Retype all data exactly as given. Pictures should not be retyped.

• [Data for the task]
%%
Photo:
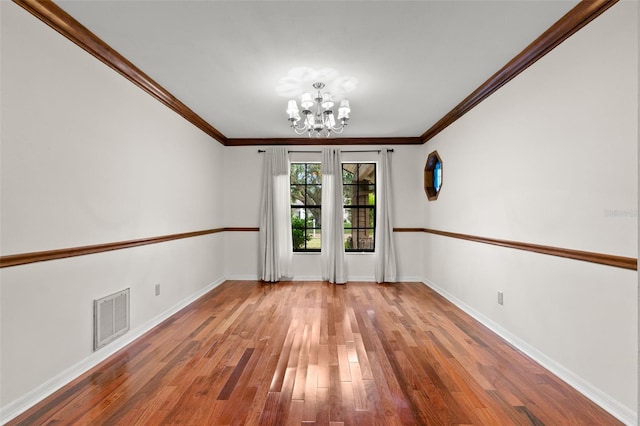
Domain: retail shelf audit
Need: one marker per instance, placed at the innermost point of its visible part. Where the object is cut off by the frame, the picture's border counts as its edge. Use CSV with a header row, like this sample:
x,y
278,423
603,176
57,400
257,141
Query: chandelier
x,y
318,121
%%
• [Output below]
Photo:
Domain: retail shelf audit
Need: one marker per instance, placed at the innermost point of its visible part. Where the object is cut off by the frame, the picture's border counts as its edge. Use CSV with a header row, like this sample:
x,y
278,423
603,176
57,400
257,141
Query: chandelier
x,y
318,121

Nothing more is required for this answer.